Source:
# # # # # # #
In 1946 Italy became a republic and the “Regia Marina” changed its name into “Marina Militare”. After joining NATO (1949), ITN naval role changed dramatically, becoming the link between Europe, North Africa and the Middle East.

Since then, the Italian Navy has been involved in many initiatives: protection of sea lanes of communication, coastal defense and mine countermeasures operations, control of migration flows and fishing activities. Manifold have also been the international theatres where the Italian Navy has been playing a key role, taking part proactively in NATO- and UN-led operations: Lebanon, Red Sea, Persian Gulf, Somalia, Adriatic Sea, Afghanistan, Horn of Africa, Indian Ocean, just to name a few.

In the last decades, the Italian Navy fleets has undergone a profound upgrading made possible by the progressive introduction of new sophisticated helicopters, state-of-the-art systems, sensors and equipment, missile destroyers, radars and fighters.

 

21st Century Navy: The Challenges Ahead

The ongoing modernization of the ITN fleet promotes the industrial excellence and competitiveness in strategic sectors, such as energy, shipbuilding, engineering and automation.
# # # # # # #
Material provided:
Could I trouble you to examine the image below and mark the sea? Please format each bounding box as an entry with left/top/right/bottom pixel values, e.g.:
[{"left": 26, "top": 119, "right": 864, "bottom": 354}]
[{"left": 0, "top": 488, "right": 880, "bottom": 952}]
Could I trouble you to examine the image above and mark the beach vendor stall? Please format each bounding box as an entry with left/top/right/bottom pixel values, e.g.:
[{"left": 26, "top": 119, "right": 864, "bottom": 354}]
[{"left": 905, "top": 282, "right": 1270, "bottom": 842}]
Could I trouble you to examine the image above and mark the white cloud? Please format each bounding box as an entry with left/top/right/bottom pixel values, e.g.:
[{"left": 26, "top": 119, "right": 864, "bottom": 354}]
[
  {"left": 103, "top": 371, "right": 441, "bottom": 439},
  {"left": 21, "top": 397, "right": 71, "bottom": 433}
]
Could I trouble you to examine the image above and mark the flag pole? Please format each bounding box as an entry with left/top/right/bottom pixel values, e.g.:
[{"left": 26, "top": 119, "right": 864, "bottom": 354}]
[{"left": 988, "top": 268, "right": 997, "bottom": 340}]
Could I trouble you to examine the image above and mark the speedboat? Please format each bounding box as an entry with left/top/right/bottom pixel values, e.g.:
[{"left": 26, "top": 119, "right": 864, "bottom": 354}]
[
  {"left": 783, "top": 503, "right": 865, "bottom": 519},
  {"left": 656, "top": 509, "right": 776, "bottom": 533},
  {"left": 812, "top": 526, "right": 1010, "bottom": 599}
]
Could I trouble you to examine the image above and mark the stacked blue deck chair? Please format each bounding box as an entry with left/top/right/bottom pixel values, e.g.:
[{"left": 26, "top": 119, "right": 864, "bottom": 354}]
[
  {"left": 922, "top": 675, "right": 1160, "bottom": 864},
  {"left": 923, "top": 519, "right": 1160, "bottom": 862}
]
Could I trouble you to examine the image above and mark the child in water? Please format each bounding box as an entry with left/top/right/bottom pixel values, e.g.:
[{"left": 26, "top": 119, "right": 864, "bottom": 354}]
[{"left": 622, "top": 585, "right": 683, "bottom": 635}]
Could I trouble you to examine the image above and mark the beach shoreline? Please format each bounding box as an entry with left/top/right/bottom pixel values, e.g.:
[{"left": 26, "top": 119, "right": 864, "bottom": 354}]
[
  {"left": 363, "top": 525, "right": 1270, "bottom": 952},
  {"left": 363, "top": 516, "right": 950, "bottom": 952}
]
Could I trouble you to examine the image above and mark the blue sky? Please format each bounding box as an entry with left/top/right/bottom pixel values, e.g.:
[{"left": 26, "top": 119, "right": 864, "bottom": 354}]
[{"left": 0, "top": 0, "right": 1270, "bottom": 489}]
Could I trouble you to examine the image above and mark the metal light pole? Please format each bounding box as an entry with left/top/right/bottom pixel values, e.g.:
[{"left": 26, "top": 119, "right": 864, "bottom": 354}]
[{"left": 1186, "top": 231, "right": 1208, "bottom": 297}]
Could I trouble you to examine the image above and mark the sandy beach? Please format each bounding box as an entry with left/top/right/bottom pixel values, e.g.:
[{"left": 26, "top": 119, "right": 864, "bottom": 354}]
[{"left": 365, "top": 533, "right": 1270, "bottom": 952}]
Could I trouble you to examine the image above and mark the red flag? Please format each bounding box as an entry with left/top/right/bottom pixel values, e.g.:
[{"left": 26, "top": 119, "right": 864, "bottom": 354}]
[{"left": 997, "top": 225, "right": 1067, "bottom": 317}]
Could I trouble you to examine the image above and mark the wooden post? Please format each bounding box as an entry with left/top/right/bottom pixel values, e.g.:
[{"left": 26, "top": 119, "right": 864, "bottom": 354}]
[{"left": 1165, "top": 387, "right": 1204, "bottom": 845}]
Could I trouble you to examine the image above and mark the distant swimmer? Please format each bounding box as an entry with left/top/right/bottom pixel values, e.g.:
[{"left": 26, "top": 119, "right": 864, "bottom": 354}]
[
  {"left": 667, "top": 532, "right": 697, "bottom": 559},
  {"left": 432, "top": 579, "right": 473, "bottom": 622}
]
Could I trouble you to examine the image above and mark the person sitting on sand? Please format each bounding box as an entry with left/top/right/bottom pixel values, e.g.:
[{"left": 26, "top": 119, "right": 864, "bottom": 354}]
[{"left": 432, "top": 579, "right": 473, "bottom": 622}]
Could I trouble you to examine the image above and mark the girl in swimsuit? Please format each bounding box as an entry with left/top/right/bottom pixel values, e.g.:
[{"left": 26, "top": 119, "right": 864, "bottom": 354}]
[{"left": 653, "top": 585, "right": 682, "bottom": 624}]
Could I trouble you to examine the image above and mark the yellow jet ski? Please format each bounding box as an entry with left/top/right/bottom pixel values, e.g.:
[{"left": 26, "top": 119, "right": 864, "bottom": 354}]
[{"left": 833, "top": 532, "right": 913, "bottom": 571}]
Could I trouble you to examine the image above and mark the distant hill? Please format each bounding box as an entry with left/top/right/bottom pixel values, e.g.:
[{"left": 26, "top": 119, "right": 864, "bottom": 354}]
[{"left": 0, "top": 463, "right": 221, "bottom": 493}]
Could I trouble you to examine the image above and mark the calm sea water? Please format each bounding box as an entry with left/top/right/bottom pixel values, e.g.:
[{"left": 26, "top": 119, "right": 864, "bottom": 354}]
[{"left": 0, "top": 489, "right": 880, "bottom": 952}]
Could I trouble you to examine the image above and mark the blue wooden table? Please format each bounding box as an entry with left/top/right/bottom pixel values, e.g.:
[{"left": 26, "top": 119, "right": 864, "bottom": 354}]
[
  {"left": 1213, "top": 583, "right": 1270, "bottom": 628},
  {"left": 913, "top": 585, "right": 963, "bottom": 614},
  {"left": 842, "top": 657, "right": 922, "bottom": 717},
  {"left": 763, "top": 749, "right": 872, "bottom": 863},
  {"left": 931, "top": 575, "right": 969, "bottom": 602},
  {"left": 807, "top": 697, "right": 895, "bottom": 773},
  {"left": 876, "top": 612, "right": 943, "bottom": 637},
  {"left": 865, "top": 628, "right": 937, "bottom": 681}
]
# # # # # # #
Exercise requirements: Carry the Italian Navy text on from its last sentence. The lines have no part in this.

Result below:
Mention is to be made of a number of eco-friendly initiatives to face modern-day challenges. Within the Green Fleet Project, research is being carried out on innovative  ecological bio-fuel to propel naval vessels. The Green Fleet Project provides for:

  • 2016 – Green Fleet at sea: a formation of naval units powered by 50% alternative fuel;
  • 2020 – A 40% carbon and air pollutants reduction compared with current levels.

The Green Fleet will include:

  • New units, currently under study according to the most innovative design parameters;
  • The existing units will undergo specific interventions on energy requalification.

In the future, eco-efficient military units will allow to lower the use of oil delivered fuel, thus contributing to meet the international EU requirements, as well as our National Energy Policies, concerning the reduction of air pollutant emissions.

Other eco-friendly initiatives will involve the adoption of antifouling products based on silicone rubber to coat ships’ bottoms and the testing of fluorine-free foam for fire-fighting systems.

 

Dual Use Vessels

More and  more frequently, the naval instrument is called to take non-military actions: from civil protection intervention, to disaster relief, to the safeguard of human lives at sea and the maritime environment.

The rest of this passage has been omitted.